→ PASSAGE TO READ
______

[PATCH] D34200: [PM/unswitch] Teach SimpleLoopUnswitch to do non-trivial unswitching, making it no longer even remotely simple.

Mon Oct 16 00:52:38 PDT 2017

chandlerc marked 38 inline comments as done.
chandlerc added a comment.

Updates and/or responses. Largely addressed all the comments with the next patch upload.

================
Comment at: lib/Transforms/Scalar/SimpleLoopUnswitch.cpp:867
+    // is in the possible set.
+    if (Pred == ClonedPH || !PossibleClonedLoopBlockSet.count(Pred))
+      continue;
----------------
sanjoy wrote:
> chandlerc wrote:
> > sanjoy wrote:
> > > When will `PossibleClonedLoopBlockSet.count(Pred)` be false (assuming `Pred` is not `ClonedPH`)?  I thought you don't clone the dead blocks (dominated by the edge not cloned into the cloned loop) at all?
> > Unreachable code within the loop that gets cloned, but when we do our backwards walk is not found and associated with the loop.
> > 
> > This is a somewhat hypothetical (I don't have a test case) but it seemed principled.
> It looks like LoopInfo filters out unreachable blocks (and does not insert them into `llvm::Loop`s): https://github.com/llvm-mirror/llvm/blob/master/include/llvm/Analysis/LoopInfoImpl.h#L360 so IIUC that situation exactly won't happen.  Are there any other such cases?
I've turned this into an assert.

______

→ TASKS TO CARRY OUT
(1) In the code review thread, how many inline comments did chandlerc mark as done?
(2) Rewrite the rows in Block 1, replacing "in this frame" with "in this image" wherever it appears and keeping everything else the same. Leave the pictures out.
The rows that follow have no connection to the code review thread.

(Some records)

______

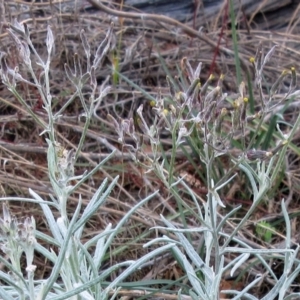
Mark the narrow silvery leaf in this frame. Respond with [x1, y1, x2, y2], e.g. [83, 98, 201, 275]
[230, 253, 250, 277]
[80, 29, 91, 58]
[46, 25, 54, 55]
[10, 19, 25, 37]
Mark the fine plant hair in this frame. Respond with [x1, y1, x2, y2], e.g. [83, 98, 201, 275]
[0, 21, 173, 300]
[109, 45, 300, 300]
[0, 16, 300, 300]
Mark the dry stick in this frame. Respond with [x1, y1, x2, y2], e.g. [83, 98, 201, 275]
[87, 0, 248, 70]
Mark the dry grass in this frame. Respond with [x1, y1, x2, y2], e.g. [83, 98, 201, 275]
[0, 1, 300, 296]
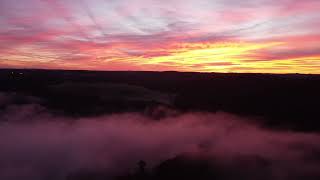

______

→ EXERCISE RESULTS
(1) 38

(2)
Mark the narrow silvery leaf in this image. Respond with [x1, y1, x2, y2], e.g. [83, 98, 201, 275]
[230, 253, 250, 277]
[80, 29, 91, 58]
[46, 25, 54, 55]
[10, 19, 25, 37]
Mark the fine plant hair in this image. Respond with [x1, y1, x2, y2], e.g. [83, 98, 201, 275]
[0, 21, 173, 300]
[109, 45, 300, 300]
[0, 16, 300, 300]
Mark the dry stick in this image. Respond with [x1, y1, x2, y2], e.g. [83, 98, 201, 275]
[87, 0, 248, 70]
Mark the dry grass in this image. Respond with [x1, y1, x2, y2], e.g. [83, 98, 201, 275]
[0, 1, 300, 296]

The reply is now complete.